STUDY TEXT -
▶
In a game of tic tac toe, noughts and crosses are drawn inside an unoccupied cell of a 3 x 3 matrix by two players I, II in alternating moves. Player I draws crosses and Player II draws noughts. The game is won by the first player who draws a row or a column with the same symbol. If a game is not won by any player, which of the following statements are true and which are false.
(a) There is a column with at least 2 noughts
(b) there are 2 rows each with 2 noughts
(c) there are 2 rows and 2 columns with 2 crosses in each of these rows and columns
(d) there is on diagonal with at least 2 crosses.
How I am suppose to apply the pigeon-hole principle to this question. I understand that (a) is True but i do not understand why (b) to (d) are False.
Appreciate any help.
Thanks in advance.
There are 9 total turns in a game of Tic Tac Toe, with Player I getting 5 turns and player II getting 4 turns. Since the game was a draw, there is no column or row with three crosses or three noughts.
◀
EXTRACTED INFORMATION -
▶
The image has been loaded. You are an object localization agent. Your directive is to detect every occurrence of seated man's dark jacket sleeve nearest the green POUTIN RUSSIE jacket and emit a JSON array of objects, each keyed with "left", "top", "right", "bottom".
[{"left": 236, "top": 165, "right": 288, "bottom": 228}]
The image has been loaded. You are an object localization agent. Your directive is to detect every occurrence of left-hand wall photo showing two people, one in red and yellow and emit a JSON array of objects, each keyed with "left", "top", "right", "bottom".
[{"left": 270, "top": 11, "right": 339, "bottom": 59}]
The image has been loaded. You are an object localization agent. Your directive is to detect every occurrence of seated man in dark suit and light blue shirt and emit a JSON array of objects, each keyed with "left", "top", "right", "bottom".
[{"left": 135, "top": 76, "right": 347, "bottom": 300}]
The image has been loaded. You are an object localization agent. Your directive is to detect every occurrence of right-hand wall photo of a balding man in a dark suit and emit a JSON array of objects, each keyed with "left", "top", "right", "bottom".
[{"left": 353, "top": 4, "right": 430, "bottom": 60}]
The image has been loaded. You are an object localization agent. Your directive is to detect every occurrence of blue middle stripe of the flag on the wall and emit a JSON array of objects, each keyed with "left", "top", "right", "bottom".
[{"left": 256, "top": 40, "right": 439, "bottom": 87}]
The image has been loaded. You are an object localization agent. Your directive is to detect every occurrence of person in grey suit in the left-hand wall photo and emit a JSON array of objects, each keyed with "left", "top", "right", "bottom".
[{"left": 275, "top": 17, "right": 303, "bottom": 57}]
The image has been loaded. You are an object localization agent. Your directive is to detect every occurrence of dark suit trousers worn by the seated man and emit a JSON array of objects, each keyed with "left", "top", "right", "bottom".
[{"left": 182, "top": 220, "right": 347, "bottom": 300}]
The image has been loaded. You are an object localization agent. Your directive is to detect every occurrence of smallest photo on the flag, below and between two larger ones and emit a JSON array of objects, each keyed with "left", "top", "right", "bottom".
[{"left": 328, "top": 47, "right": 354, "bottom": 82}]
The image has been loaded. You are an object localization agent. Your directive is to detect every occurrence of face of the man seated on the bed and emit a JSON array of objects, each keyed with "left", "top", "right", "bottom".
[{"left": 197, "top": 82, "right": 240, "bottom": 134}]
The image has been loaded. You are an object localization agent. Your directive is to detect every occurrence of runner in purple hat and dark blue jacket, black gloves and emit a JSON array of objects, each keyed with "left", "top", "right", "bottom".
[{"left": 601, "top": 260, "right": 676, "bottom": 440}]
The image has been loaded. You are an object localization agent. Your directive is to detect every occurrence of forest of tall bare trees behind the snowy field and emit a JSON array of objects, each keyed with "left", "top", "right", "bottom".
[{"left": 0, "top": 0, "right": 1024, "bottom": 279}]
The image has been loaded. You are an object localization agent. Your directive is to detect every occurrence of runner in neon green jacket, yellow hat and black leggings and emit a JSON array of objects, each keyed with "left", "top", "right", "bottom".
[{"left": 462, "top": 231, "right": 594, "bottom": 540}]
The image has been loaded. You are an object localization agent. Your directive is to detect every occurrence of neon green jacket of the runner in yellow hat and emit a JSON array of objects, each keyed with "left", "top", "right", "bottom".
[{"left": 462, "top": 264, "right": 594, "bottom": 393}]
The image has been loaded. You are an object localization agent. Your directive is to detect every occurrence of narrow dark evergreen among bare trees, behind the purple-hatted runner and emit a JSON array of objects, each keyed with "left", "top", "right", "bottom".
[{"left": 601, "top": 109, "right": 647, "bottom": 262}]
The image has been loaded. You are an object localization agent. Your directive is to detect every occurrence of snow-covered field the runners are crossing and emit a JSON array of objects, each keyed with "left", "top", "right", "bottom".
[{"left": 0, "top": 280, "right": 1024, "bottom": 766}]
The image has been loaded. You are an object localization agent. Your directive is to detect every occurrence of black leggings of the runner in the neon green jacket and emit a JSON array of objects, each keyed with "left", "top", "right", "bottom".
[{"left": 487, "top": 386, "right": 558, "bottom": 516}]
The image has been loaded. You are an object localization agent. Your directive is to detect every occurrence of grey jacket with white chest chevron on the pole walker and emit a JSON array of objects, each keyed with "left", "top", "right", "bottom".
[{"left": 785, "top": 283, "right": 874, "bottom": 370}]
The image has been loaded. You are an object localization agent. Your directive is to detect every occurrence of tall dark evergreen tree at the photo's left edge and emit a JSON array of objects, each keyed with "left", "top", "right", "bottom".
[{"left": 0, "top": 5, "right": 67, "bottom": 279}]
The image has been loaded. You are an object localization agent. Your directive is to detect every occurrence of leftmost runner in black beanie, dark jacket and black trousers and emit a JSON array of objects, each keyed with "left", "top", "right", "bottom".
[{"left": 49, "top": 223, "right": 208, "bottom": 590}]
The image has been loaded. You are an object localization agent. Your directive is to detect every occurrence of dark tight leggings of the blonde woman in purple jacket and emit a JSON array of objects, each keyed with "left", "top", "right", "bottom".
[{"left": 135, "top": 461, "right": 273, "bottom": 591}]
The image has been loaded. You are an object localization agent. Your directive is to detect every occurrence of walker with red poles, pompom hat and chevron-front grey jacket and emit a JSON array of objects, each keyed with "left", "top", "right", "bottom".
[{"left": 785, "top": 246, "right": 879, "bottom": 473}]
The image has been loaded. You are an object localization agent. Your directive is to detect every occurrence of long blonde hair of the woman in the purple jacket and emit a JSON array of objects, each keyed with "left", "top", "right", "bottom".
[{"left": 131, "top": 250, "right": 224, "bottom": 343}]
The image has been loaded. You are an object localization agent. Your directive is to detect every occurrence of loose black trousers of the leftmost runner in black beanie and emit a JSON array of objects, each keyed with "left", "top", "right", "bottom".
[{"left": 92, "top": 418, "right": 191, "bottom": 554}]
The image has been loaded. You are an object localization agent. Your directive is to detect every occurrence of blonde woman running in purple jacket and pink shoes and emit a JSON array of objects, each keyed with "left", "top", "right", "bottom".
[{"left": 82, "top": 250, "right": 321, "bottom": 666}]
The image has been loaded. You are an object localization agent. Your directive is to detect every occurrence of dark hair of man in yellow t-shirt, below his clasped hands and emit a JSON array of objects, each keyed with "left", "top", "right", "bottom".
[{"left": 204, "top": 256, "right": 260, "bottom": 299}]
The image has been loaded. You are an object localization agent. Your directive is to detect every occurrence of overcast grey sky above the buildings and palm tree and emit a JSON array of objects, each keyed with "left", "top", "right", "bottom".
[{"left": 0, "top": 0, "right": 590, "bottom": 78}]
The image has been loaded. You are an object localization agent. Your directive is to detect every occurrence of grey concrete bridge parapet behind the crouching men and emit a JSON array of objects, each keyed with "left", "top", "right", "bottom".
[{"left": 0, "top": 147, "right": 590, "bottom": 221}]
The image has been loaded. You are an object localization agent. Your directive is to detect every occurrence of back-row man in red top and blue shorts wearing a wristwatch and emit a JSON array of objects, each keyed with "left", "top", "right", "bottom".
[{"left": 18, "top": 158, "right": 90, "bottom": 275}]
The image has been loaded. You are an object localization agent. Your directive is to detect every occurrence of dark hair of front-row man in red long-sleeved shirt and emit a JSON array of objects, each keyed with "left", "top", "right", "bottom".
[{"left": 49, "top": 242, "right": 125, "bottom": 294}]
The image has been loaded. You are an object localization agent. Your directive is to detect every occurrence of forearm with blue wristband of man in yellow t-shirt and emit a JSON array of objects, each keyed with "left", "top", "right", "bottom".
◀
YOUR GOAL - Pick up the tic tac toe discussion after its last sentence and carry it forward.

EXERCISE OUTPUT -
a) TRUE because Player II (noughts) has 4 turns and only 3 columns to choose from, hence one of his turns must have placed a second naught in a column with an existing naught.
b) FALSE because Player II had 4 turns. If he used all 4 to place 2 naughts in 2 rows then row 3 would have be all crosses and Player I would have won. Since no one won, this is false.
c) TRUE because Player I had 5 turns, there are 3 rows, 3 columns and each turn must be placed in a row and a column. Pigeonhole principle says 5/3 there must be two rows and two columns with at least 2 crosses.
Not sure about d.